§ **Supplied entries**
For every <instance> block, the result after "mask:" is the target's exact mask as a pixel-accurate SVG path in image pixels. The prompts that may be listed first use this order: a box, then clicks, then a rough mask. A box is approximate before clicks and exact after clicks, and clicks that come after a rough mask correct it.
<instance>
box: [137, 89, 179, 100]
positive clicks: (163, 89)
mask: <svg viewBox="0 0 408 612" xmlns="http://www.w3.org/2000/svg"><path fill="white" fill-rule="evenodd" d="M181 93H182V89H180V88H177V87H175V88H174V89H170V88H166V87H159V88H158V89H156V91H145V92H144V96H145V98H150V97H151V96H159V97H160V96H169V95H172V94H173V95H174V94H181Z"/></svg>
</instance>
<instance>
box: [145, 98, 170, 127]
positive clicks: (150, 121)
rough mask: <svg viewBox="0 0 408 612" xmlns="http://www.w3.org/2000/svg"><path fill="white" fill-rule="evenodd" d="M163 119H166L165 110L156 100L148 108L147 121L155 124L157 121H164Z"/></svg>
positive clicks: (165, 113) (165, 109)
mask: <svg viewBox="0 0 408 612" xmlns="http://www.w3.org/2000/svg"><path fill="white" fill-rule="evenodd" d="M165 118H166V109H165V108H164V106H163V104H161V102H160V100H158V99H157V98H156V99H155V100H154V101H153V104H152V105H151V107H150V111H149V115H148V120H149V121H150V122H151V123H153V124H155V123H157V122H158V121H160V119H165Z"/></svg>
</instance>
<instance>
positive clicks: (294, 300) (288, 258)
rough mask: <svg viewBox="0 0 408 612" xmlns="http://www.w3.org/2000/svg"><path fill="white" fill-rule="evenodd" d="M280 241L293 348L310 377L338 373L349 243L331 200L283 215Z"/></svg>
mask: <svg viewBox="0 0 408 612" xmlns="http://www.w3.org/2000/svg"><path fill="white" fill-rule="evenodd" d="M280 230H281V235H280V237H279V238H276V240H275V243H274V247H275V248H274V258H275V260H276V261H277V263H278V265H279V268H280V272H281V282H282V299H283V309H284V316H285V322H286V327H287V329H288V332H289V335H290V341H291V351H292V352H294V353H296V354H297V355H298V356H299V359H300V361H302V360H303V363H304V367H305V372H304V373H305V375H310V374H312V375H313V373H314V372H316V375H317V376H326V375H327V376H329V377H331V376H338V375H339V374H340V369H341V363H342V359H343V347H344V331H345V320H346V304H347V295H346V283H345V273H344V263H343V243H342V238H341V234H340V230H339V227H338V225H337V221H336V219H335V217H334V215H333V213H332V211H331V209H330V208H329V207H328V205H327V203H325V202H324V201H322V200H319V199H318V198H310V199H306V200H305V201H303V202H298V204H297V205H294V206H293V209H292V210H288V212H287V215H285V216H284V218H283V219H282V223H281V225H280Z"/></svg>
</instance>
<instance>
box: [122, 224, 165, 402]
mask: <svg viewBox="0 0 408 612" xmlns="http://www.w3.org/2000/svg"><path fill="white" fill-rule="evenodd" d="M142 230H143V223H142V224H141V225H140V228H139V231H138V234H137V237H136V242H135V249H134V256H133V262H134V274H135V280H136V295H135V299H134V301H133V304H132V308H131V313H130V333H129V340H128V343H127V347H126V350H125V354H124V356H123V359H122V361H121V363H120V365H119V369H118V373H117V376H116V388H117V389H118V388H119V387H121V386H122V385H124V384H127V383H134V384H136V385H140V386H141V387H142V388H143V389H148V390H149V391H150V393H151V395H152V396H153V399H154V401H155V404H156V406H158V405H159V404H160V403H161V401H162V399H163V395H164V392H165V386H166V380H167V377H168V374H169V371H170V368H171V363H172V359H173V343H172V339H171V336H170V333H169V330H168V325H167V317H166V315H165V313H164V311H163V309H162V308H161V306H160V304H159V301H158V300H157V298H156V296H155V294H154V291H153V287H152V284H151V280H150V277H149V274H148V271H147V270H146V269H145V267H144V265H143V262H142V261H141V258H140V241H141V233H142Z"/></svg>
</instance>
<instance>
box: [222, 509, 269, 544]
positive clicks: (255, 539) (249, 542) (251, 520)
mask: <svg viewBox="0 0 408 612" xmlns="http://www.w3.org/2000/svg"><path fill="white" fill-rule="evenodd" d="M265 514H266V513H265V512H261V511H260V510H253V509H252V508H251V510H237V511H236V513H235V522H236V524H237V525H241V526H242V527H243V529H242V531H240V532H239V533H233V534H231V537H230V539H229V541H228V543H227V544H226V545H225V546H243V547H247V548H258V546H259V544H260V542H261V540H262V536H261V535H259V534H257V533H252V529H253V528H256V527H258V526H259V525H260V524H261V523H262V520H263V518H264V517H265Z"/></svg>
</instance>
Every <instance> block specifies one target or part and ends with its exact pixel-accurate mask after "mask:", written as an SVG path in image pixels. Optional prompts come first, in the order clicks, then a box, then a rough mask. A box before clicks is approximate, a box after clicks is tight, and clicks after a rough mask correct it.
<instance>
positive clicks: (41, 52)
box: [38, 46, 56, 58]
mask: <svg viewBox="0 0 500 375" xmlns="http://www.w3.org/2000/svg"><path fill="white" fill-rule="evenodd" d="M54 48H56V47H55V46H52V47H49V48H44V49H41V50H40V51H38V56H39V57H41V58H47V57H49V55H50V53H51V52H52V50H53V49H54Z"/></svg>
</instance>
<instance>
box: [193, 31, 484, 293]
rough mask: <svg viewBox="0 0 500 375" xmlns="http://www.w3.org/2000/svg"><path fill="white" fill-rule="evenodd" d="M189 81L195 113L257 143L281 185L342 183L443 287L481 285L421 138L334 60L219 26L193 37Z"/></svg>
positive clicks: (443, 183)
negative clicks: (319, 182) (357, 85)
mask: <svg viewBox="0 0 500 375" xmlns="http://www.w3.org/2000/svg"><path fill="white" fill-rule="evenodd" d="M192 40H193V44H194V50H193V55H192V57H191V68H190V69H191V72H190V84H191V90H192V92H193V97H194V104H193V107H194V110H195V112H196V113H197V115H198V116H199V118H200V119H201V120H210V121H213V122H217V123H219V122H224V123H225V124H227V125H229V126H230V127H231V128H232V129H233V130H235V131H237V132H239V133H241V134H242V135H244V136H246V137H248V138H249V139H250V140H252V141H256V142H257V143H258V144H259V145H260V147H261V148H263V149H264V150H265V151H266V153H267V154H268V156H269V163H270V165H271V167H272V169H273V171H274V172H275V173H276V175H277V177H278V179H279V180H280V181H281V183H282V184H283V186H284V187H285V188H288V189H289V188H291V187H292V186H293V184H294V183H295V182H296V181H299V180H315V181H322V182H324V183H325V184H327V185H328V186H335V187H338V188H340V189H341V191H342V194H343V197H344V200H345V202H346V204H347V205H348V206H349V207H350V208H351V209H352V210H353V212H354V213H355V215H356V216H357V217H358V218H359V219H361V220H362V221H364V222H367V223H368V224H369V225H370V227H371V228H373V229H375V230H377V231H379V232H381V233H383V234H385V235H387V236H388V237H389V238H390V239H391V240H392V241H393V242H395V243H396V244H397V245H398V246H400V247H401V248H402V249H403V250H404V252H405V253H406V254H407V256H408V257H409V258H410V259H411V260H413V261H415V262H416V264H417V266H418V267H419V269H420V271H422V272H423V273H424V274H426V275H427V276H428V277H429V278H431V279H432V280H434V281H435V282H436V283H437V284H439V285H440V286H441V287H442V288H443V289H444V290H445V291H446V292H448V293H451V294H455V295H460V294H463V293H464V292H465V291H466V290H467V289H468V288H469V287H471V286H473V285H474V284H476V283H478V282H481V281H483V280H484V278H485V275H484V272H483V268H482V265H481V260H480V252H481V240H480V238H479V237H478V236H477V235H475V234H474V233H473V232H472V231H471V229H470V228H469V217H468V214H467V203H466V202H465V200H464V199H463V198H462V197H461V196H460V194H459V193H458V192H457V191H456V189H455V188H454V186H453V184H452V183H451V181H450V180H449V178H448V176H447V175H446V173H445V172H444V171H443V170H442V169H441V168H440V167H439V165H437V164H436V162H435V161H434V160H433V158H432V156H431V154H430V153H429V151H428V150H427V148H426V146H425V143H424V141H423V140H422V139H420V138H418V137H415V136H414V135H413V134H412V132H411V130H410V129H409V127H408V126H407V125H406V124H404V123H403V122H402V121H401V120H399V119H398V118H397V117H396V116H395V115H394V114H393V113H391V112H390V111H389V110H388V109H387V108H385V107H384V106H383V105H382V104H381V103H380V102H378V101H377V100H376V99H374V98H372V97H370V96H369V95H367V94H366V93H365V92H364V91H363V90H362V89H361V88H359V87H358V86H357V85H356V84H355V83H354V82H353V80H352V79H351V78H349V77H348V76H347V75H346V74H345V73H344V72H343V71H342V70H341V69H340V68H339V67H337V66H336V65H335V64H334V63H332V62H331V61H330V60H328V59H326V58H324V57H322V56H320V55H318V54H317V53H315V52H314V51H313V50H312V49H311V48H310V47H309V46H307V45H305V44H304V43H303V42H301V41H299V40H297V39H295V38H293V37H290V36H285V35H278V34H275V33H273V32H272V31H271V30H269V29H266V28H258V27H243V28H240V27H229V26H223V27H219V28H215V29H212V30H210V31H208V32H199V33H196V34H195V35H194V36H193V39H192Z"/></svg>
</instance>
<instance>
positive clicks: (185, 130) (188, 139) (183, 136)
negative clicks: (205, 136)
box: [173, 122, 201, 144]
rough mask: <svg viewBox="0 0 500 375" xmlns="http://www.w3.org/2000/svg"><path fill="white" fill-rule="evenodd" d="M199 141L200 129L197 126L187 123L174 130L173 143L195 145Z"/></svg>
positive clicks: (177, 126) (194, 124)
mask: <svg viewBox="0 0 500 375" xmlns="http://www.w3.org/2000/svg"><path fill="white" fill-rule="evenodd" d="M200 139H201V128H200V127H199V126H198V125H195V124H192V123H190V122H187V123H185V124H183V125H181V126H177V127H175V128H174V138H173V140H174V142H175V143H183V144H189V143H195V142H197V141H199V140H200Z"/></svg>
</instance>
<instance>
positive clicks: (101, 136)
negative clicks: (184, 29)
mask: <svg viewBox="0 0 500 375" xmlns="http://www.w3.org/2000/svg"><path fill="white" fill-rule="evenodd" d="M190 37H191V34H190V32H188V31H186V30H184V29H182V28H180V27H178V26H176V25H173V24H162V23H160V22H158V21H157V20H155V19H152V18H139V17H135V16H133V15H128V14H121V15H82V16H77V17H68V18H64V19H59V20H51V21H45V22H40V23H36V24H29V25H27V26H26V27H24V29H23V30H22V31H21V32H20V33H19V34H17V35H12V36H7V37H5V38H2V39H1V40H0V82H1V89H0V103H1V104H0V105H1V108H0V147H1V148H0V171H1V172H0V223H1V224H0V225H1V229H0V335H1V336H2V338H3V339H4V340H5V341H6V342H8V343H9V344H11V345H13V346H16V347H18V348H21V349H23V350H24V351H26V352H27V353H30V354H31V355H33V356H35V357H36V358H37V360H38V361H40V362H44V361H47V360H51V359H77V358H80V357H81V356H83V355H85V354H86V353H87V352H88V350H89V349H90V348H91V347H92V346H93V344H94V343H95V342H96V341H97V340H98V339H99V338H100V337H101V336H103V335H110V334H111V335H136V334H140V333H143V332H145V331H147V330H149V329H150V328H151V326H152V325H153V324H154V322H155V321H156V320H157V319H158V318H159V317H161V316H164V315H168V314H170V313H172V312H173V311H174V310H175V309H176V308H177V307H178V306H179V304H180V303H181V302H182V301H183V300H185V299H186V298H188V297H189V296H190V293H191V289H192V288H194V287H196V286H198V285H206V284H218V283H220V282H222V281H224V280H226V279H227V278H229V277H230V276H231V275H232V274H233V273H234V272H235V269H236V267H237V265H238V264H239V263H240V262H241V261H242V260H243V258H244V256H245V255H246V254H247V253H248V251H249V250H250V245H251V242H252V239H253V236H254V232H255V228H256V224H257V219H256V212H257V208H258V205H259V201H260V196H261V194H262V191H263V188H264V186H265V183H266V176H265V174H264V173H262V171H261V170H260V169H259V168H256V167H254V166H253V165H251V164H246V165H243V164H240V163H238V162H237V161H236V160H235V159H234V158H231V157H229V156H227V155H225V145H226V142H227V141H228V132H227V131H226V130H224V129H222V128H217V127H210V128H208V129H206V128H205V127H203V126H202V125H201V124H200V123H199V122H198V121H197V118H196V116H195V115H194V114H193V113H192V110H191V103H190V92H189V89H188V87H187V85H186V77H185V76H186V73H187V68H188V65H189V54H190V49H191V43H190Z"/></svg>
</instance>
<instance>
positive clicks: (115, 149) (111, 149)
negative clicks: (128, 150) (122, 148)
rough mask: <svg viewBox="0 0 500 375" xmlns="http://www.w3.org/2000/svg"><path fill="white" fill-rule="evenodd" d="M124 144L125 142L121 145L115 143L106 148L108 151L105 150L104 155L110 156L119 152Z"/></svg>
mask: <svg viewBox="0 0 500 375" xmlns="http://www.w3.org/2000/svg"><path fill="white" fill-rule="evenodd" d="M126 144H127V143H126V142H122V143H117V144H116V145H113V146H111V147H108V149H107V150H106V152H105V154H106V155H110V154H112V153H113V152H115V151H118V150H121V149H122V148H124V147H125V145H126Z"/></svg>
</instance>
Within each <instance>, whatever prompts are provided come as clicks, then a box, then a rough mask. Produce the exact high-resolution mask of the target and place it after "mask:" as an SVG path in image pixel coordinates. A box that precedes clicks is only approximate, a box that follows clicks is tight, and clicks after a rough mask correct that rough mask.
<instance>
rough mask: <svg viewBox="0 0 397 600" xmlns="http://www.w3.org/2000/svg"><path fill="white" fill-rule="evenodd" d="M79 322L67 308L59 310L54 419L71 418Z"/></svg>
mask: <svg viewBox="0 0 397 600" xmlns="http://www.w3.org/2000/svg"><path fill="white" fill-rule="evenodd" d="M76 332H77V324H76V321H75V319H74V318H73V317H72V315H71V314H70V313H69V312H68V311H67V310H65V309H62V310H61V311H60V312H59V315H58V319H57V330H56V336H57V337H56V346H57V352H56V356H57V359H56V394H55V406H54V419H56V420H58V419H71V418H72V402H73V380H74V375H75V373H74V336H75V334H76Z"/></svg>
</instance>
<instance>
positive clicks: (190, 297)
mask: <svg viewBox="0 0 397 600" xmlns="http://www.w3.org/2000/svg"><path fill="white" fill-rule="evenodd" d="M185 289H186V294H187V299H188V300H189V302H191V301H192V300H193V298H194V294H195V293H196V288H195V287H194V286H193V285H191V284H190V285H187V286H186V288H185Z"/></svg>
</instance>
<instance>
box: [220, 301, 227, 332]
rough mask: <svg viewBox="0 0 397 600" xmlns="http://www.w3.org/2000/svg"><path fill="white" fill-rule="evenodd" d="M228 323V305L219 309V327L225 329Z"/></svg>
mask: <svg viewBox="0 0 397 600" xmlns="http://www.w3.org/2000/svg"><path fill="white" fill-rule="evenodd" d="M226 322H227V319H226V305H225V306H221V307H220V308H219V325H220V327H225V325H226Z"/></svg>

§ **How to complete this task**
Retype the portion of the data above that starts on the line with "box: [222, 509, 269, 544]" and finishes on the line with "positive clicks: (41, 52)", including both of those lines.

§ **Answer to this problem**
box: [222, 509, 269, 544]
positive clicks: (255, 539) (249, 542) (251, 520)
mask: <svg viewBox="0 0 408 612" xmlns="http://www.w3.org/2000/svg"><path fill="white" fill-rule="evenodd" d="M265 514H266V513H265V512H261V511H260V510H253V509H252V508H251V510H237V511H236V513H235V522H236V524H237V525H241V526H242V527H243V529H242V531H240V532H239V533H233V534H231V537H230V539H229V541H228V543H227V544H226V545H225V546H243V547H247V548H258V546H259V544H260V542H261V540H262V536H261V535H259V534H257V533H252V529H253V528H256V527H258V526H259V525H260V524H261V523H262V520H263V518H264V517H265Z"/></svg>
</instance>
Every <instance> block specifies one target or part and ends with its exact pixel-accurate mask after "mask:", written as an SVG path in image pixels. Optional prompts come first, in the order clicks, then a box, then a rough mask. A box before clicks is approximate, a box after clicks is tight, and clicks after a rough mask correct it.
<instance>
positive clicks: (41, 52)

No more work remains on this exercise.